### Task item
Line by line, print the records exactly as they are, dropping the pictures.

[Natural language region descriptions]
______________________________
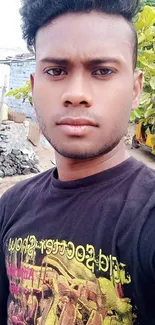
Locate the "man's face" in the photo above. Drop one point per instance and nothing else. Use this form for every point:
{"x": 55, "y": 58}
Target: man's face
{"x": 84, "y": 86}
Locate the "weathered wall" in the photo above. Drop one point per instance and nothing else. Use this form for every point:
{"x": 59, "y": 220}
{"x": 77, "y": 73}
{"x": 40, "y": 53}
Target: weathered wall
{"x": 19, "y": 74}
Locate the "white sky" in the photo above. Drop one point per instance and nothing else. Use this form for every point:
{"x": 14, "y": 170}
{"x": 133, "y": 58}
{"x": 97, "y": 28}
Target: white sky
{"x": 10, "y": 31}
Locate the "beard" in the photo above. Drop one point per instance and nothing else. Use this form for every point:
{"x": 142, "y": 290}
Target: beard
{"x": 78, "y": 151}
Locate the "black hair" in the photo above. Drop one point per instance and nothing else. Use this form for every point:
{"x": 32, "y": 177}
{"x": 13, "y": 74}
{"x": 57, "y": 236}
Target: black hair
{"x": 38, "y": 13}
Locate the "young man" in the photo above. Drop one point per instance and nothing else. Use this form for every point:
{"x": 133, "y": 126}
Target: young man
{"x": 77, "y": 242}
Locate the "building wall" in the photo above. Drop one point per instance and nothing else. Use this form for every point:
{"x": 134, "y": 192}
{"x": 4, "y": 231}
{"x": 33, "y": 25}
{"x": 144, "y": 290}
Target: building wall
{"x": 19, "y": 74}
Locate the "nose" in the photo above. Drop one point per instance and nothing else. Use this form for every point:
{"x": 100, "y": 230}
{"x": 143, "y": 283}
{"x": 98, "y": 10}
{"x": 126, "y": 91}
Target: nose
{"x": 77, "y": 94}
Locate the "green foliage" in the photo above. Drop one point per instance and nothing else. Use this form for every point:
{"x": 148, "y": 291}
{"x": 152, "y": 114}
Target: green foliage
{"x": 145, "y": 25}
{"x": 150, "y": 3}
{"x": 23, "y": 93}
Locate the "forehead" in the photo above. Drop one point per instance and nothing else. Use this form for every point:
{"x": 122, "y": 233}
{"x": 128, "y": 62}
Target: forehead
{"x": 85, "y": 35}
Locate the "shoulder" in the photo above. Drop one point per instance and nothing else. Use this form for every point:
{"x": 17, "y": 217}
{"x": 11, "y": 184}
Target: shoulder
{"x": 143, "y": 180}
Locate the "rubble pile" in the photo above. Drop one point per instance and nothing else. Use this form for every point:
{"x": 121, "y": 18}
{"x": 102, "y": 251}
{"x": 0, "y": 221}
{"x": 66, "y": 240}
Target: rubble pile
{"x": 16, "y": 152}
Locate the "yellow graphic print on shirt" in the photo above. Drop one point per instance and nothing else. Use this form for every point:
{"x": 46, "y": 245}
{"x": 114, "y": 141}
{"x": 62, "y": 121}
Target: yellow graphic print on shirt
{"x": 54, "y": 283}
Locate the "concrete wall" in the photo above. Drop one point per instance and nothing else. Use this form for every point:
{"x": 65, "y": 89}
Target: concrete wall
{"x": 19, "y": 74}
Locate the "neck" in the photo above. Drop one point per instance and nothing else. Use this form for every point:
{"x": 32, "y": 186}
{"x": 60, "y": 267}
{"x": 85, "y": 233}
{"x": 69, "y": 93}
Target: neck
{"x": 70, "y": 169}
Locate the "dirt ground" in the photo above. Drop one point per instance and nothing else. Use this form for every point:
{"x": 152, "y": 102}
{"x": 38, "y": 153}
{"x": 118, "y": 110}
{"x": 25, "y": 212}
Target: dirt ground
{"x": 46, "y": 156}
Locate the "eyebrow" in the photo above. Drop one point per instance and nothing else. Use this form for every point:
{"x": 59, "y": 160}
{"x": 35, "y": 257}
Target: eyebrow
{"x": 97, "y": 61}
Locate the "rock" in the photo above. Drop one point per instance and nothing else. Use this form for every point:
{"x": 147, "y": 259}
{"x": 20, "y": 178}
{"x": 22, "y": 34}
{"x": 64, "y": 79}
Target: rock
{"x": 34, "y": 170}
{"x": 16, "y": 152}
{"x": 26, "y": 171}
{"x": 8, "y": 122}
{"x": 8, "y": 171}
{"x": 1, "y": 174}
{"x": 1, "y": 158}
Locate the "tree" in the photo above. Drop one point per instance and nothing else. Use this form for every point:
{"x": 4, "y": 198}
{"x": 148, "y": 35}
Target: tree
{"x": 145, "y": 25}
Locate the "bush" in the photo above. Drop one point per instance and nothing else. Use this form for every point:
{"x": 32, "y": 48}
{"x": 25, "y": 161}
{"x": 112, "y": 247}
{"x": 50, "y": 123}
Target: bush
{"x": 145, "y": 25}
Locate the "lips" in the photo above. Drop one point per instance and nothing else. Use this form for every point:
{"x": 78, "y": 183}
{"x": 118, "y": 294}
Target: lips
{"x": 77, "y": 122}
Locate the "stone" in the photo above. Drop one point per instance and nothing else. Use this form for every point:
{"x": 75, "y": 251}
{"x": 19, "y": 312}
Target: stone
{"x": 16, "y": 152}
{"x": 9, "y": 171}
{"x": 8, "y": 122}
{"x": 1, "y": 174}
{"x": 34, "y": 170}
{"x": 26, "y": 171}
{"x": 1, "y": 158}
______________________________
### Answer to the exercise
Locate the "man's face" in the photo above. Drop one point per instance and nothing else. Use this form for every point:
{"x": 55, "y": 58}
Target: man's face
{"x": 84, "y": 86}
Locate the "weathered wall" in the photo above. Drop one point per instance and nothing else. Use this form for every point:
{"x": 59, "y": 220}
{"x": 77, "y": 73}
{"x": 40, "y": 53}
Target: weathered wall
{"x": 19, "y": 74}
Locate the "white sky" in the photo above. Drop one point per instance and nothing else. Use this form for every point:
{"x": 14, "y": 170}
{"x": 133, "y": 58}
{"x": 97, "y": 28}
Target: white sky
{"x": 10, "y": 31}
Locate the "beard" in the photo above. Drop one point per instance and nothing else. Use this form for every point:
{"x": 142, "y": 290}
Target: beard
{"x": 78, "y": 151}
Locate the "black hair" in the photo above. Drop one point per instance and nothing else. Use this form for every point:
{"x": 32, "y": 177}
{"x": 13, "y": 74}
{"x": 57, "y": 236}
Target: black hair
{"x": 38, "y": 13}
Locate the "young man" in the photo above. Drop one point per instance and nothing else. Use this form for every point:
{"x": 133, "y": 126}
Target: young man
{"x": 77, "y": 242}
Locate the "building wall" in the photo above. Drop one point per instance and nothing else. Use this form for every point:
{"x": 134, "y": 192}
{"x": 4, "y": 231}
{"x": 33, "y": 25}
{"x": 144, "y": 290}
Target: building wall
{"x": 19, "y": 74}
Locate the "nose" in the photo above. Drop one point per instance and nothing else. Use this form for every point:
{"x": 100, "y": 230}
{"x": 143, "y": 283}
{"x": 98, "y": 10}
{"x": 126, "y": 91}
Target: nose
{"x": 77, "y": 94}
Locate the "green foliage" in the photo above. Drop one point per instance and nothing else. Use this form for every point:
{"x": 148, "y": 291}
{"x": 152, "y": 114}
Target: green foliage
{"x": 145, "y": 25}
{"x": 150, "y": 3}
{"x": 23, "y": 93}
Locate the "forehead" in the photo above. Drop one point per instance and nothing else. Use this form for every point:
{"x": 122, "y": 233}
{"x": 128, "y": 62}
Target: forehead
{"x": 85, "y": 35}
Locate the "shoulder" in the photo above. Drop one point per instance and nothing else. Use this form for every point:
{"x": 17, "y": 217}
{"x": 11, "y": 184}
Target: shoulder
{"x": 143, "y": 180}
Locate the "rubble pile" in the photo above. Drop one point per instance and nothing else. Use this form for every point:
{"x": 121, "y": 18}
{"x": 102, "y": 251}
{"x": 0, "y": 221}
{"x": 66, "y": 240}
Target: rubble pile
{"x": 16, "y": 152}
Locate the "yellow graphic print on shirt" in the photo above. Drop one point per instance and nothing else. Use this form for every point:
{"x": 46, "y": 245}
{"x": 114, "y": 141}
{"x": 62, "y": 121}
Target: yellow graphic print on shirt
{"x": 54, "y": 283}
Locate the "concrete wall" in the photo above. Drop one point per instance and nothing else. Use this form for every point:
{"x": 65, "y": 89}
Target: concrete wall
{"x": 19, "y": 74}
Locate the "neck" in the photo above. Drop one point per instance and nothing else. Use this form for every point:
{"x": 32, "y": 186}
{"x": 60, "y": 267}
{"x": 85, "y": 233}
{"x": 69, "y": 93}
Target: neck
{"x": 70, "y": 169}
Locate the "dirt ground" in the photo above. Drop one point per instance and nothing else. Use this form for every point:
{"x": 152, "y": 102}
{"x": 38, "y": 153}
{"x": 118, "y": 110}
{"x": 25, "y": 212}
Target: dirt ground
{"x": 46, "y": 156}
Locate the "eyebrow" in the photo above. Drop one point per instance and nothing else. Use this form for every point:
{"x": 59, "y": 160}
{"x": 35, "y": 257}
Target: eyebrow
{"x": 97, "y": 61}
Locate the "rock" in the photo above. Drop one point per instance and nothing else. Use this form for every point:
{"x": 147, "y": 259}
{"x": 20, "y": 178}
{"x": 22, "y": 34}
{"x": 64, "y": 79}
Target: rock
{"x": 34, "y": 170}
{"x": 16, "y": 152}
{"x": 26, "y": 171}
{"x": 8, "y": 122}
{"x": 8, "y": 171}
{"x": 1, "y": 174}
{"x": 1, "y": 158}
Locate the "tree" in the photo above. Drop one point per instance and nothing else. Use this form for every point:
{"x": 4, "y": 198}
{"x": 148, "y": 35}
Target: tree
{"x": 145, "y": 25}
Locate the "bush" in the photo above. Drop one point per instance and nothing else. Use this form for every point:
{"x": 32, "y": 48}
{"x": 25, "y": 161}
{"x": 112, "y": 247}
{"x": 50, "y": 123}
Target: bush
{"x": 145, "y": 25}
Locate the "lips" in the photo above. Drop one point per instance and nothing else. Use this form for every point:
{"x": 78, "y": 183}
{"x": 118, "y": 294}
Target: lips
{"x": 77, "y": 122}
Locate the "stone" in the photo above. Drop one point per instance and nothing else. Use this form for every point:
{"x": 75, "y": 251}
{"x": 19, "y": 312}
Target: stone
{"x": 16, "y": 152}
{"x": 9, "y": 171}
{"x": 8, "y": 122}
{"x": 1, "y": 174}
{"x": 34, "y": 170}
{"x": 26, "y": 171}
{"x": 1, "y": 158}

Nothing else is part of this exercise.